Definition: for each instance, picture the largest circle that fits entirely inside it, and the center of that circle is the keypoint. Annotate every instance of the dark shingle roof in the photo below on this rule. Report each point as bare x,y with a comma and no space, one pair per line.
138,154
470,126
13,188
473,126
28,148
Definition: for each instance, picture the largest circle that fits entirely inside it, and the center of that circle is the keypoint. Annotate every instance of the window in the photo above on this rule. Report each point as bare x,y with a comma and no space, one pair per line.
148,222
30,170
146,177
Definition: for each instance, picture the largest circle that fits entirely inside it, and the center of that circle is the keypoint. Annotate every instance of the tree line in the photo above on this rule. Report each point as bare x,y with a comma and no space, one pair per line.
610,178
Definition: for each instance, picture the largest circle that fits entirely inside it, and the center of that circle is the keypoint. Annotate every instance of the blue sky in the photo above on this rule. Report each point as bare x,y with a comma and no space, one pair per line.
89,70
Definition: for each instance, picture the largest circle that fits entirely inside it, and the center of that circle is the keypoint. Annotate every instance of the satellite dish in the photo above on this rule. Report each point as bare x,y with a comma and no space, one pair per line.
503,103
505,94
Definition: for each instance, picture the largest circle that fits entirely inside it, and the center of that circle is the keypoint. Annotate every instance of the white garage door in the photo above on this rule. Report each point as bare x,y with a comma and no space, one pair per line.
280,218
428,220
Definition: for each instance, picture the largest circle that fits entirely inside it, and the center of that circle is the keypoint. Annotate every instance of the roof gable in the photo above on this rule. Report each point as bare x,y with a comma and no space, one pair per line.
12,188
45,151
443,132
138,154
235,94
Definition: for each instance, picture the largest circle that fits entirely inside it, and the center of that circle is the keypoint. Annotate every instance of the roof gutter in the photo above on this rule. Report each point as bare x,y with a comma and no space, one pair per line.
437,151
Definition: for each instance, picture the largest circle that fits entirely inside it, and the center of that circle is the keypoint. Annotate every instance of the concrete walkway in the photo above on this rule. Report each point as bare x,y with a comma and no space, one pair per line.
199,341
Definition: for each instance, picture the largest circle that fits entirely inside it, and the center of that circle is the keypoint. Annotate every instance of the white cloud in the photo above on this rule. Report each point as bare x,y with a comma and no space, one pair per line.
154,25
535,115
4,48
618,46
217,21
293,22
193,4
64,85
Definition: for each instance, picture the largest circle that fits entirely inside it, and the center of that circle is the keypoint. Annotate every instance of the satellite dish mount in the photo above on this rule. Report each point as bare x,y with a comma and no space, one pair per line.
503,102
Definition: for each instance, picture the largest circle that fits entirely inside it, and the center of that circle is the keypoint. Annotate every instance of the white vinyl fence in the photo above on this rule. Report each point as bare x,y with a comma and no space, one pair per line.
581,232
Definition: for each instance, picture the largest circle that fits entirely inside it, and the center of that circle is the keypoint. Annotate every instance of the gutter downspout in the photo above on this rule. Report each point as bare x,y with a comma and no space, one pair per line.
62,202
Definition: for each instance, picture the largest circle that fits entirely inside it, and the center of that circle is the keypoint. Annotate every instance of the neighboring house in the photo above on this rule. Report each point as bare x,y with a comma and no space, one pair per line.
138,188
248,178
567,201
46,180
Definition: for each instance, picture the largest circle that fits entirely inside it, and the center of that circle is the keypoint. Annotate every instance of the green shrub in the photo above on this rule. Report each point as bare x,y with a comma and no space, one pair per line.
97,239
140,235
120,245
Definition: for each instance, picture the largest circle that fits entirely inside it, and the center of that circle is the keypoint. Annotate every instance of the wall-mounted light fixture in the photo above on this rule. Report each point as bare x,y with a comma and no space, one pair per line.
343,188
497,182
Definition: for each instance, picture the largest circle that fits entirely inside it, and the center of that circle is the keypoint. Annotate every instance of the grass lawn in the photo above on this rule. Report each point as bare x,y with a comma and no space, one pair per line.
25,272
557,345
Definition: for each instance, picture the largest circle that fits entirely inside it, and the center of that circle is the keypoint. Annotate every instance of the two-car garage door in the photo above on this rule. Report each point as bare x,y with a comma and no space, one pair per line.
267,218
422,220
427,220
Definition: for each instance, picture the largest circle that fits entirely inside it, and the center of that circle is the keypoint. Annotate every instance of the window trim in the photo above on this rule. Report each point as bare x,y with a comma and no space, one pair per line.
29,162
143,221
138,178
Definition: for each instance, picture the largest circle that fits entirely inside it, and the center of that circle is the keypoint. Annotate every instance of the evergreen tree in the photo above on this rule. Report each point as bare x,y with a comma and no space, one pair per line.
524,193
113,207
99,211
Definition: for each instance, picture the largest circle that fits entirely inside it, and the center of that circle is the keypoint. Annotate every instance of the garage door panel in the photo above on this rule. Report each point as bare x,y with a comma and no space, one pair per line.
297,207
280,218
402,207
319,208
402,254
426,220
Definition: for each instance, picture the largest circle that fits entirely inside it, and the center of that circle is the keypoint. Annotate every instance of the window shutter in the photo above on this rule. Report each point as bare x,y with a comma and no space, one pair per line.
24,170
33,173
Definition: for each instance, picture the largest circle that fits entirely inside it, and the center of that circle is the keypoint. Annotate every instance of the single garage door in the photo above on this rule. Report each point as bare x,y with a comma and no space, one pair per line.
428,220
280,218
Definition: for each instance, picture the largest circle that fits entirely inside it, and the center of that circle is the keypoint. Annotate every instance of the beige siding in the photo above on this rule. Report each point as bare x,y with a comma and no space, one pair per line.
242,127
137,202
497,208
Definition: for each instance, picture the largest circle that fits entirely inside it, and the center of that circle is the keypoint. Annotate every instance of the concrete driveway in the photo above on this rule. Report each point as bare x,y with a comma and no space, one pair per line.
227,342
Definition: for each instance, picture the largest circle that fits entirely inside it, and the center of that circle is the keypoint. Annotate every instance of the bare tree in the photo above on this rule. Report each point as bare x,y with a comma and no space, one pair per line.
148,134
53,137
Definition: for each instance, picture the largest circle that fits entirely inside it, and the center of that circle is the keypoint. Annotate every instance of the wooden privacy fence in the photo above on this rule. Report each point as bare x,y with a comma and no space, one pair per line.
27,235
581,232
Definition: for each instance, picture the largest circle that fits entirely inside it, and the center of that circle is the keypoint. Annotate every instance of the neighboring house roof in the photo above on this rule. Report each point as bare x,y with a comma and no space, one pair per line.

*Assignment*:
Return the lines above, starting at the one that contains "of the bare" and running through the last, exactly as they appear, with no extra lines.

*Exercise result*:
Definition: for each instance, picture the largest circle that fits entirely inside it, and the center of that circle is the keypoint. Annotate every instance of the bare tree in the photo above on this rule. Report each point as bare x,y with a comma and no space, one pair per line.
148,134
53,137
Definition: for each instance, picture the largest circle that fits entirely inside it, and the center of that circle is the keypoint. Annotate every instance of the wooden privacy fence in the photo above on this rule. Report each point as bare x,y with a comma and no space, one pair per line.
27,235
581,232
Definition: for each instance, picture the largest circle that fits entirely inside it, and the center of that circle is the keypoint. Annotate every instance of the neighboring house roof in the photo above on this rule. Report each point as bare x,y with a comma and no space, one pair per line.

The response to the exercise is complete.